====== Excerpted passage
Stock indexes sank across the U.S. and Europe, the euro fell against the dollar and investors dumped bonds issued by the governments of Spain and Italy. Hopes had been high that the ECB would announce more immediate steps, considering the ECB president's pledge last week to do "whatever it takes" to keep the euro intact.
It was the second day in a row markets were disappointed by a lack of decisive action from a major central bank. On Wednesday, indexes closed lower after the Federal Reserve made only vague promises about its plans for reviving the U.S. economy.
"It's more jawboning, it's more copy and paste from last week," Kenny Polcari, managing director of the brokerage ICAP, said. "There was no definitive plan, and so all the hype and energy (Draghi) created last week is going to go down in flames today."
The Dow Jones industrial average was down 156 points to 12,815 as of 12:45 p.m. The Standard & Poor's 500 index fell 17 to 1,358. The Nasdaq composite index lost 23 points to 2,898. It was the fourth day in a row of losses; U.S. stocks haven't risen since the promise by ECB President Mario Draghi last week.
Draghi did commit his central bank to more action Thursday, saying it would make a new effort to buy government bonds to drive down borrowing costs for countries like Spain and Italy.
Investors thought the plan was short on detail. Draghi said that policymakers would work out more specifics in the coming weeks. Even with the lack of details, the ECB's willingness to buy more bonds sends a clear message: Europe's financial crisis is getting worse.
============
====== Extracted information
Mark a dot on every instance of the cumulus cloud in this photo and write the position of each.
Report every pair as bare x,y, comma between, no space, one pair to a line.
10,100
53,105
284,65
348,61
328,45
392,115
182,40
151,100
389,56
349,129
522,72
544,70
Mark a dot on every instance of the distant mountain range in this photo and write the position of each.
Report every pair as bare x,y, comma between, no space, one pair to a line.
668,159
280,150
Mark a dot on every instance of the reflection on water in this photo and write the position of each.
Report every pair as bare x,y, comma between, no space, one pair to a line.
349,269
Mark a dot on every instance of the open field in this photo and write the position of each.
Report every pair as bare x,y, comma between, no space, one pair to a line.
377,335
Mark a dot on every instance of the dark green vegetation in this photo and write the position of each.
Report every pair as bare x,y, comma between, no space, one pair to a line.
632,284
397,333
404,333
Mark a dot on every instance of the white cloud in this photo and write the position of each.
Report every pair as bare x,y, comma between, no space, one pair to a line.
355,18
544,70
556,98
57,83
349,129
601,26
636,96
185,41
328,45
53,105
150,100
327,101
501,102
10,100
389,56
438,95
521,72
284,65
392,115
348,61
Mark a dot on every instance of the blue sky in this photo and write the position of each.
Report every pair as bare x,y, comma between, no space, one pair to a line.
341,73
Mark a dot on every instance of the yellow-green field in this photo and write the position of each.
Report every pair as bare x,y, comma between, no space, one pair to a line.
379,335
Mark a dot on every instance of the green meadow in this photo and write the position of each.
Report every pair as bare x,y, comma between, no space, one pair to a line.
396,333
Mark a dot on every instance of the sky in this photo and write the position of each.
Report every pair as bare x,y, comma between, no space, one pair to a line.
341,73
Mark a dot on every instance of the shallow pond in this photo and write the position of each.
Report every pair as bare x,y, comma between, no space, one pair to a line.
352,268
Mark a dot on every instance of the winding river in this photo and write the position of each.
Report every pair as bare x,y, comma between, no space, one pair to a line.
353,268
============
*Given task 1*.
Set down the market report word for word from "Draghi did commit" to "like Spain and Italy.".
*Given task 2*.
Answer these questions using the market report, labeling each answer with the matching letter.
(a) What position does Kenny Polcari hold?
(b) Where did the Nasdaq composite index stand as of 12:45 p.m.?
(c) What did the Federal Reserve offer on Wednesday about its plans for the U.S. economy?
The records above are separate from the market report.

*Worked answer 1*.
Draghi did commit his central bank to more action Thursday, saying it would make a new effort to buy government bonds to drive down borrowing costs for countries like Spain and Italy.

*Worked answer 2*.
(a) He is managing director of the brokerage ICAP.
(b) It had lost 23 points to 2,898.
(c) Only vague promises about its plans for reviving the U.S. economy.